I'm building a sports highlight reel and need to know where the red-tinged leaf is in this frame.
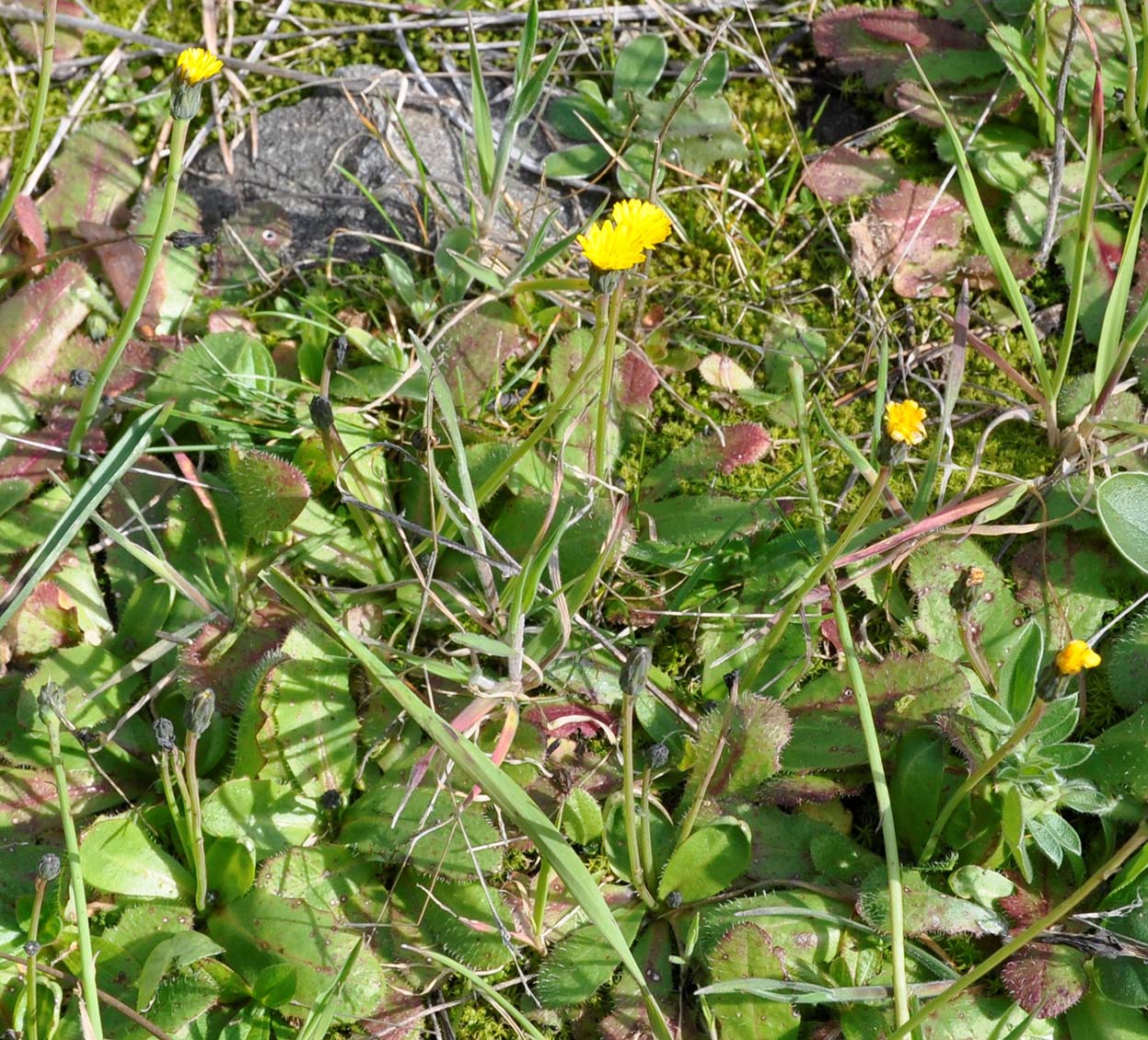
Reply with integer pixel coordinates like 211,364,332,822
1001,942,1088,1018
13,195,48,274
617,350,658,412
850,180,968,297
0,769,122,831
8,0,84,67
0,260,96,417
228,446,311,542
717,422,773,474
39,122,143,236
813,5,985,87
180,603,298,715
805,144,899,203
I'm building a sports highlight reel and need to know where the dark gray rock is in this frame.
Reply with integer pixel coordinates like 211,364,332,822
184,65,597,263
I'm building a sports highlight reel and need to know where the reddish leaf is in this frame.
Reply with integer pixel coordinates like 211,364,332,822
13,195,48,274
39,122,143,237
618,350,658,412
850,180,968,297
805,144,899,203
717,422,773,474
1001,942,1088,1018
813,6,984,87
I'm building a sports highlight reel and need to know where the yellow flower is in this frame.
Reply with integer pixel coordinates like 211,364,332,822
176,47,223,87
885,399,925,445
1056,640,1100,675
577,220,645,271
609,199,673,249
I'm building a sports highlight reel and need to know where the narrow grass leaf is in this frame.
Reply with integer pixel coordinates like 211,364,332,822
0,403,168,629
263,571,670,1040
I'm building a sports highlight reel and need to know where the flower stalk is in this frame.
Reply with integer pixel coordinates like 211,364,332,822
68,47,223,470
39,681,103,1040
0,0,56,232
790,363,909,1026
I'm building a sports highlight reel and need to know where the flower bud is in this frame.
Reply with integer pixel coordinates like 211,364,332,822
618,646,654,697
311,394,335,433
36,851,60,882
184,690,215,737
152,719,176,754
168,231,211,249
37,679,65,722
646,744,669,769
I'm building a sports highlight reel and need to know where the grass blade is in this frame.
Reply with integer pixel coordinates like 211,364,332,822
263,571,670,1040
0,403,170,629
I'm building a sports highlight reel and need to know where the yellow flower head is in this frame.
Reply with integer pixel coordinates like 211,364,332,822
1056,640,1100,675
609,199,673,249
577,220,645,271
885,399,925,445
176,47,223,87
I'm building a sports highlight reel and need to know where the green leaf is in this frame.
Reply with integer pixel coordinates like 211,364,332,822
264,571,670,1040
562,788,601,845
206,838,255,904
536,900,645,1008
542,141,609,180
227,445,311,542
80,816,194,899
203,777,319,856
0,404,168,630
135,932,223,1011
1096,473,1148,574
1064,990,1148,1040
996,621,1045,722
888,728,946,856
658,816,752,902
613,33,669,104
208,888,388,1020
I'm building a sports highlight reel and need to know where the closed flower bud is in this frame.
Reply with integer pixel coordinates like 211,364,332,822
36,851,60,882
168,231,211,249
311,394,335,433
184,690,215,737
37,679,65,722
618,646,654,697
152,719,176,754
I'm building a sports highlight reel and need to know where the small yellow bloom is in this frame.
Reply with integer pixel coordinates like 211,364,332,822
885,399,925,445
609,199,673,249
176,47,223,87
577,220,645,271
1056,640,1100,675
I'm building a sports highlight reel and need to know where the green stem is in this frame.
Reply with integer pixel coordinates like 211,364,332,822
474,278,626,505
921,699,1049,863
0,0,56,232
68,120,189,469
790,363,910,1025
24,877,48,1040
184,731,208,911
888,822,1148,1040
594,283,622,480
159,752,191,863
743,465,888,686
622,693,656,907
1036,0,1056,145
45,711,103,1040
642,765,655,877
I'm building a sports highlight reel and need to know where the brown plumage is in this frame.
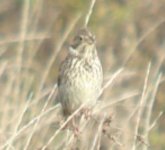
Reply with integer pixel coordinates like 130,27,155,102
58,28,103,116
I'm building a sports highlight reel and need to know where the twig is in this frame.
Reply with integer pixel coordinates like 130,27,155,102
132,62,151,150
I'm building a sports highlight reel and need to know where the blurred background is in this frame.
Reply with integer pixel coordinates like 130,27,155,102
0,0,165,150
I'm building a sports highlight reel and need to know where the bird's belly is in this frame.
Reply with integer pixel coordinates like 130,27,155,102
61,78,101,112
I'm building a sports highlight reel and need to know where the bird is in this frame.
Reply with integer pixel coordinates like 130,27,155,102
57,28,103,116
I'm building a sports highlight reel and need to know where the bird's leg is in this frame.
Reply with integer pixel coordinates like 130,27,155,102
81,107,92,120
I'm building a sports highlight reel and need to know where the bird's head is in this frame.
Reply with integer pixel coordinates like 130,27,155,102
70,28,96,57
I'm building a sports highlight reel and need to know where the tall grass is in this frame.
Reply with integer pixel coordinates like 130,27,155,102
0,0,165,150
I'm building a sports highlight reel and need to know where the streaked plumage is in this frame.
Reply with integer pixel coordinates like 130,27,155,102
58,29,103,115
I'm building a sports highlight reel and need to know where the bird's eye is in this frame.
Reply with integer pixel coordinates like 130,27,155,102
78,36,83,41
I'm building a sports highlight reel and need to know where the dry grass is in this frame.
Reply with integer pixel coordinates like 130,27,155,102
0,0,165,150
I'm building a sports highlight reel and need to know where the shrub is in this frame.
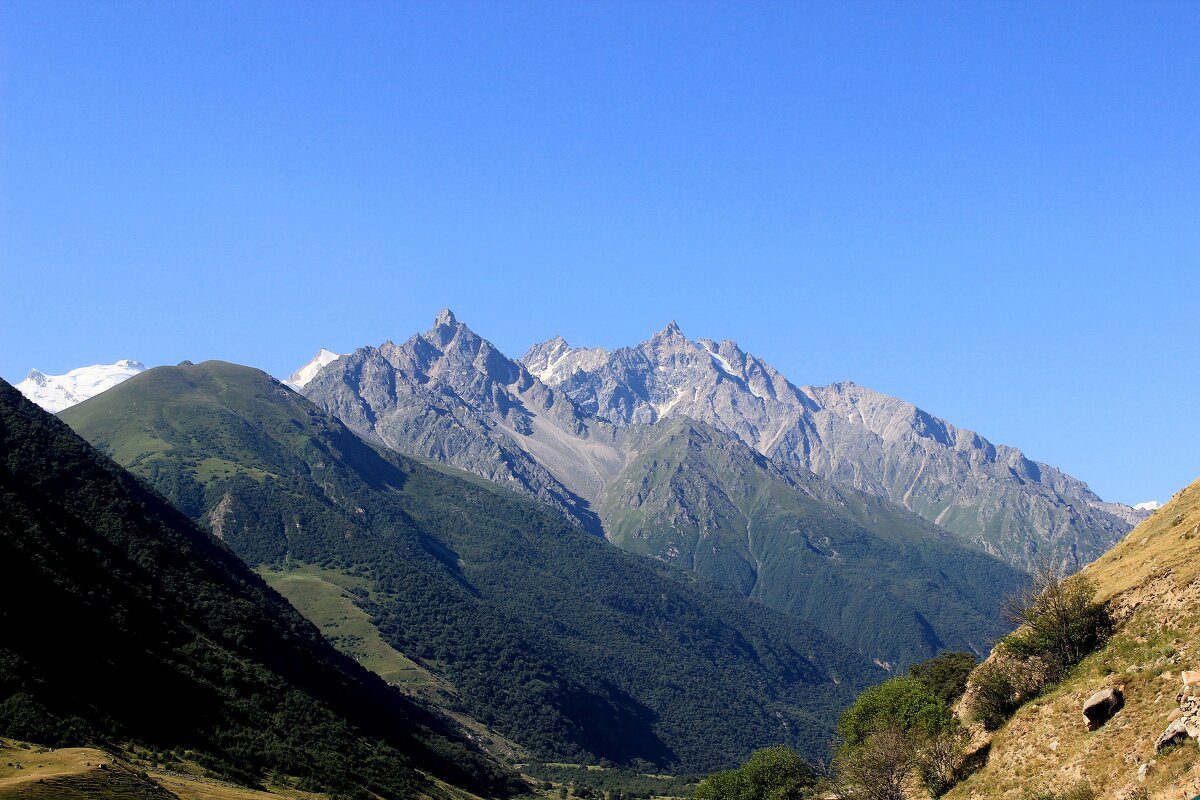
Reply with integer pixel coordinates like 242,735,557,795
968,650,1046,730
1001,559,1112,681
908,651,976,705
838,678,954,750
692,747,817,800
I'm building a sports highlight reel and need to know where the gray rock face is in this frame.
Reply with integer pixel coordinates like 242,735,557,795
1084,687,1124,730
522,323,1146,569
1154,720,1188,753
302,311,623,534
301,312,1022,668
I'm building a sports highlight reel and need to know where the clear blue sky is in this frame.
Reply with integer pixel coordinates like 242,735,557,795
0,0,1200,503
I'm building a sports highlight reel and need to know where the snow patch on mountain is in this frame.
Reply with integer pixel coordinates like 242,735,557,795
17,359,148,414
283,348,342,391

--------

=== INSTRUCTIONS TO FOLLOW ===
Can you copy everything from the line containing "mountain is in this frame." down to the end of the items, requests included, adding 89 to every number in the box coordinates?

=== WORKED ANSWER ===
I'm building a sports highlight reel and need to know where the snow patch on mountain is in this frame.
Reply with integer pixel coordinates like 242,735,557,795
106,448,237,503
372,437,431,480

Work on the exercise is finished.